TASK REQUIREMENTS. The data below should be printed in full, exactly, and without any of its images.

(Records from a collection)
◇ ◇ ◇ ◇
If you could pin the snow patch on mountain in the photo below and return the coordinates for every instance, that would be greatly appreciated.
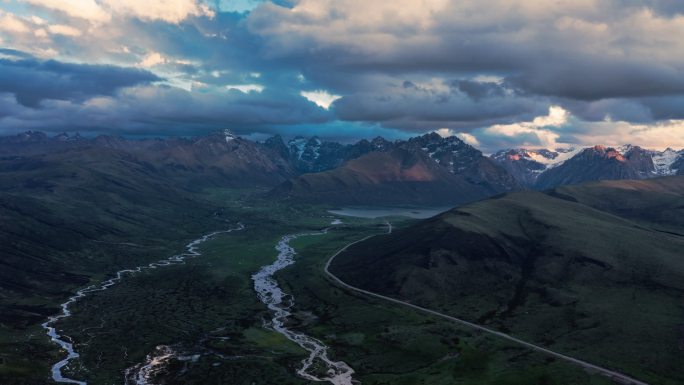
(663, 161)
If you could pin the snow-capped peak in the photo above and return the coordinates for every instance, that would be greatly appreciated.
(663, 161)
(229, 135)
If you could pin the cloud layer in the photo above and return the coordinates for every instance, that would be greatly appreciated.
(487, 71)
◇ ◇ ◇ ◇
EXPECTED OUTPUT.
If you could pin the snow patch on mountain in the photo below and return the coordinates for every instance, that would be greatly appreciated.
(663, 161)
If you could pin the snow-capped peak in the photo above and return the coordinates for every instance, that would be greatly appreciated.
(663, 161)
(229, 135)
If you could pin the cloud layer in the photo above and return the coordinates for every instance, that would be greatly appreciated.
(487, 71)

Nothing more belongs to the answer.